Each record should be given again exactly, and any picture in it left out.

[Photo-based referring expression data]
== Segment start ==

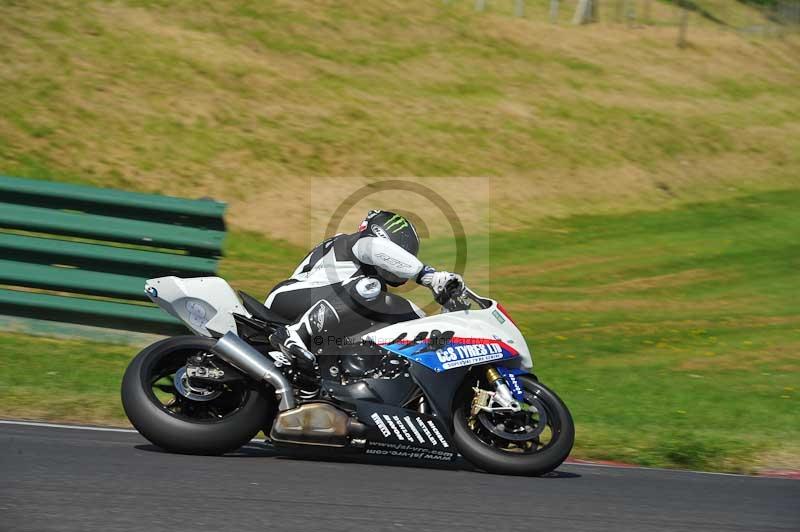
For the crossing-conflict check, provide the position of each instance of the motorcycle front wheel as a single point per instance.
(534, 441)
(182, 419)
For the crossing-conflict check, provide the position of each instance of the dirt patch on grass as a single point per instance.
(248, 103)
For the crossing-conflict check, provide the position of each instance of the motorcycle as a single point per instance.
(429, 389)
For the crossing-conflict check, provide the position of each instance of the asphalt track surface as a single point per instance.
(67, 479)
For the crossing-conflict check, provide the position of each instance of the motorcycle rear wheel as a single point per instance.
(182, 425)
(493, 454)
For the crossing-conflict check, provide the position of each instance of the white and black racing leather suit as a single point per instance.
(339, 289)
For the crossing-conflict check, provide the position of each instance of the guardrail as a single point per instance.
(79, 254)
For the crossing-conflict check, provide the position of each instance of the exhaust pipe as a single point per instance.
(243, 356)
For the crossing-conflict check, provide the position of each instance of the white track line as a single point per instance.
(578, 464)
(59, 426)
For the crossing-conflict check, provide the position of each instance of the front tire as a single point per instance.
(493, 455)
(192, 427)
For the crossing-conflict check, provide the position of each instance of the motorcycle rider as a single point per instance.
(340, 286)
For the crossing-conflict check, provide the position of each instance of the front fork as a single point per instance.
(507, 394)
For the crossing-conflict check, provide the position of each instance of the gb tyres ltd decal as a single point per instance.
(404, 433)
(456, 356)
(455, 352)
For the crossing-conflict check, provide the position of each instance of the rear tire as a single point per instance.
(181, 434)
(494, 460)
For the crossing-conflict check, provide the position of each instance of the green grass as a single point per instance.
(243, 100)
(673, 336)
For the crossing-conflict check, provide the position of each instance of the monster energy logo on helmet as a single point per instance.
(395, 223)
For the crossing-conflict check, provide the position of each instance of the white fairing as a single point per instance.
(204, 304)
(477, 324)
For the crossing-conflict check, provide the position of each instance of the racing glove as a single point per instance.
(444, 285)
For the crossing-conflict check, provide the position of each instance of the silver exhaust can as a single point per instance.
(245, 357)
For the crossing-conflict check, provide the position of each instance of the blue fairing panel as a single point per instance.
(456, 353)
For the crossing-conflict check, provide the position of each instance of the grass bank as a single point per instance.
(250, 101)
(673, 336)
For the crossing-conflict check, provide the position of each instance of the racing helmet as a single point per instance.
(394, 227)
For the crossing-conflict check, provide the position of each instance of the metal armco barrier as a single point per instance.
(80, 254)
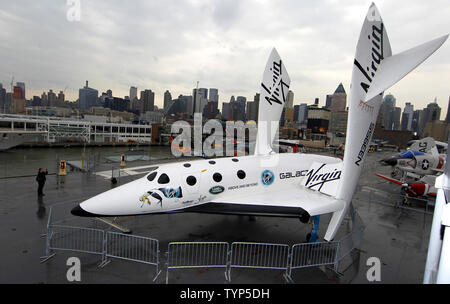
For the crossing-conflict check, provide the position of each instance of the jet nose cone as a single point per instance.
(78, 211)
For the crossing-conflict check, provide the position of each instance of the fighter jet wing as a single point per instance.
(290, 203)
(389, 179)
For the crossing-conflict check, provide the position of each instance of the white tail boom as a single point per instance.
(374, 71)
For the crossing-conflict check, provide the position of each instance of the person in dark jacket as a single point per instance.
(40, 178)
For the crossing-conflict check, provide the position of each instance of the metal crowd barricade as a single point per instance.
(87, 240)
(313, 254)
(61, 236)
(132, 248)
(197, 255)
(258, 255)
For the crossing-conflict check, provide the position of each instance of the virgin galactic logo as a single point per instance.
(267, 177)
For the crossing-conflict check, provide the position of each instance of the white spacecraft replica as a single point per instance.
(268, 183)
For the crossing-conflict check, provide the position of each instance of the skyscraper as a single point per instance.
(433, 112)
(87, 97)
(213, 95)
(338, 99)
(2, 99)
(21, 85)
(239, 108)
(200, 99)
(388, 111)
(147, 101)
(167, 99)
(407, 117)
(133, 93)
(51, 98)
(396, 118)
(447, 118)
(300, 112)
(61, 98)
(290, 100)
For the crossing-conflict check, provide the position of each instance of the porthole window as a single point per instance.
(191, 180)
(163, 179)
(217, 177)
(152, 176)
(241, 174)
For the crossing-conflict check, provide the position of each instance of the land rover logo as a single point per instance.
(216, 190)
(267, 177)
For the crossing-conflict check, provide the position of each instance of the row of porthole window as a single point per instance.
(212, 162)
(191, 180)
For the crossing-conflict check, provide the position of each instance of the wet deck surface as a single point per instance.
(399, 237)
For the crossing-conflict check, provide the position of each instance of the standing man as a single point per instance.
(40, 178)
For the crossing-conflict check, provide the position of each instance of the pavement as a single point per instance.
(397, 236)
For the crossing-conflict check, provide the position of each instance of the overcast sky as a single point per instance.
(172, 44)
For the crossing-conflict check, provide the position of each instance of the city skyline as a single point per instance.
(316, 39)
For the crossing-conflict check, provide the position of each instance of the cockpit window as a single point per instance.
(163, 179)
(152, 176)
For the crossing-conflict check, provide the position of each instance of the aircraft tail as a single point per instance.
(274, 90)
(425, 145)
(374, 70)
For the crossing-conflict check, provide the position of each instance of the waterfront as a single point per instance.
(23, 161)
(399, 237)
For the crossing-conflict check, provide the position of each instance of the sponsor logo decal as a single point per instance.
(425, 164)
(318, 177)
(242, 186)
(201, 198)
(293, 174)
(267, 177)
(364, 106)
(216, 189)
(277, 84)
(171, 192)
(423, 147)
(144, 199)
(377, 56)
(363, 149)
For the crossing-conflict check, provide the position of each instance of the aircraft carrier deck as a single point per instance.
(397, 236)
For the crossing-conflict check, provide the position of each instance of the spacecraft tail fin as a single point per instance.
(374, 70)
(274, 90)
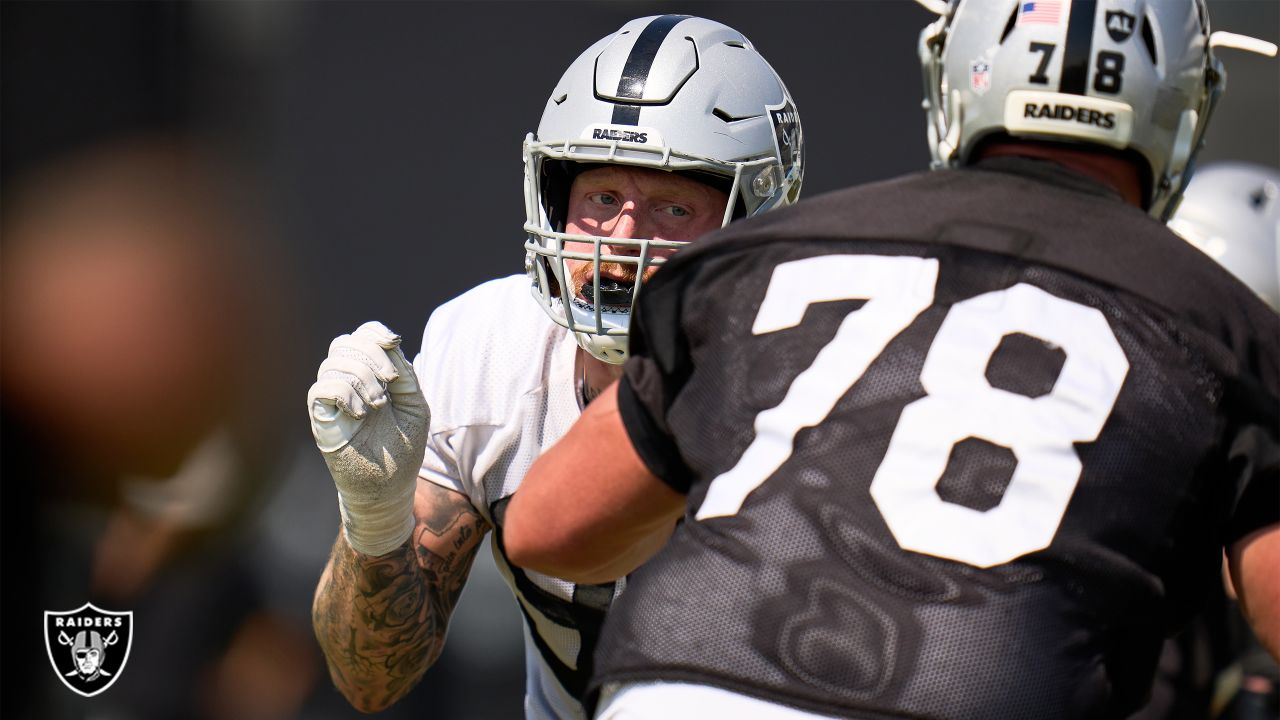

== Segment end ==

» **Answer below**
For the crossing-conflict check, provide the position of each instance of the motorcycle front wheel as a single point per instance.
(534, 441)
(182, 419)
For the crossing-conflict check, provide the position of each instance of the dirt patch on grass as a single point per instance.
(248, 103)
For the crossing-conflict check, provide the position of each instance of the motorcycle as a single point per instance.
(429, 389)
For the crossing-conflict check, provide the position of each instance of the asphalt track surface as a single point per instance.
(67, 479)
For the crossing-conflict check, provide the position of each instance of the motorcycle rear wheel as a single point per instance.
(182, 425)
(493, 454)
For the crossing-conflict check, provide the position of each instance of the white and black racing leather suit as a single point per instance.
(339, 289)
For the crossing-conflict check, provide the position of each instance of the guardrail as a single point per instance.
(79, 254)
For the crossing-conflict check, provide the position of each instance of the exhaust pipe as a single point per instance.
(243, 356)
For the crossing-conflict check, provide the position of each instance of the white track line as a single point per instance.
(578, 464)
(59, 426)
For the crossing-conflict check, provide the position of each instance of the front tire as a single point per instance.
(493, 455)
(192, 427)
For the crossing-conflict check, provide the position of each instance of the motorcycle rider as a single point per instance.
(340, 286)
For the crossing-conflict check, provide the position of each instance of the front fork as a single point per instance.
(507, 394)
For the crossing-conflict check, provide the position of each instance of the gb tyres ltd decal as a single point per instance.
(404, 433)
(456, 356)
(455, 352)
For the crossing-conflict check, provide the position of each instance of the rear tire as a single point per instance.
(181, 434)
(494, 460)
For the crossing-conflict check, provide the position of each instance of the green grass as a single point per instance.
(243, 100)
(673, 336)
For the crossing-conflict check, provide the position of each instance of the monster energy logo on helmet as a single point per instance.
(395, 223)
For the crossing-conflict check, provide the position of each instance of the white fairing as a single point per instance.
(204, 304)
(477, 324)
For the crossing-conflict check, provide the position of each instance of the racing glove as a single point per instance.
(444, 285)
For the crossing-conflict check, provide the position of each instance of the silver exhaust can as a single point per instance.
(245, 357)
For the crossing-conflict check, provide the position of each instance of the blue fairing panel as a single point per instance.
(456, 353)
For the crossing-conflict check, provide the position of each instance of the grass bank as a single point per instance.
(250, 101)
(673, 336)
For the crossing-conflict check, provide the position of each instance of the racing helmet as a single point per instance.
(394, 227)
For the crossing-conflict check, provide the position of each instance of the metal armco barrier as a single point per instance.
(80, 254)
For the crossing-conflict check, provide the position of each instance of the jet nose cone as a single point per instance.
(78, 211)
For the crossing-conflict check, provide the position of each instance of the fighter jet wing as a single point per instance.
(290, 203)
(389, 179)
For the crossing-conflict check, provide the position of each instance of the white tail boom as a single point per instance.
(374, 71)
For the crossing-conflict check, provide the position of each instance of the person in dark jacket as a single point per instance.
(40, 178)
For the crossing-conflict check, provide the position of each instance of the metal crowd barricade as a single point per instance.
(87, 240)
(313, 254)
(61, 236)
(132, 248)
(197, 255)
(258, 255)
For the crossing-conflict check, provide the position of each instance of the virgin galactic logo as a single point per instance.
(267, 177)
For the crossing-conflict check, provide the position of each instance of the white spacecraft replica as a single point per instance.
(268, 183)
For the crossing-conflict check, provide the position of each instance of the skyscraper as a single point per instance.
(433, 112)
(87, 97)
(213, 95)
(338, 99)
(2, 99)
(21, 85)
(239, 108)
(200, 99)
(388, 111)
(147, 101)
(167, 99)
(407, 117)
(133, 93)
(51, 98)
(396, 118)
(447, 118)
(300, 112)
(61, 98)
(290, 100)
For the crossing-conflict check, provide the position of each instance of the porthole window as a single point per instance.
(191, 180)
(163, 179)
(217, 177)
(152, 176)
(241, 174)
For the crossing-conflict check, provide the position of each instance of the land rover logo as a single point per instance.
(216, 190)
(267, 177)
For the crossing-conflict check, provide the position of each instance of the row of porthole window as a single point per instance.
(212, 162)
(191, 180)
For the crossing-conflict check, provide the position of each instance of the wet deck surface as a single point per instance.
(399, 237)
For the crossing-conflict check, provide the position of each instance of the standing man as a single point per instance.
(40, 178)
For the crossing-conflict check, provide the position of each instance of the pavement as a single point per instance.
(397, 236)
For the crossing-conflict check, provide the position of each instance of the overcast sky as a single point per instance.
(172, 44)
For the crossing-conflict check, provide the position of each instance of the city skyline as a single point per instance.
(316, 39)
For the crossing-conflict check, provide the position of each instance of the cockpit window as a single point per instance.
(163, 179)
(152, 176)
For the crossing-conflict check, provide the position of each instance of the aircraft tail as a single point per instance.
(274, 90)
(425, 145)
(374, 70)
For the crossing-conflict check, provide the position of each instance of the waterfront as a single point per instance.
(23, 161)
(399, 237)
For the crossing-conflict check, provide the position of each instance of the sponsor logo decal as a single point per instance.
(425, 164)
(318, 177)
(242, 186)
(201, 198)
(293, 174)
(267, 177)
(364, 106)
(216, 189)
(277, 84)
(171, 192)
(423, 147)
(144, 199)
(377, 56)
(363, 149)
For the crossing-conflict check, provide the position of each instance of the aircraft carrier deck as a single point per instance.
(397, 236)
For the crossing-conflict check, provide the position of each instance of the spacecraft tail fin as a single point per instance.
(374, 70)
(274, 90)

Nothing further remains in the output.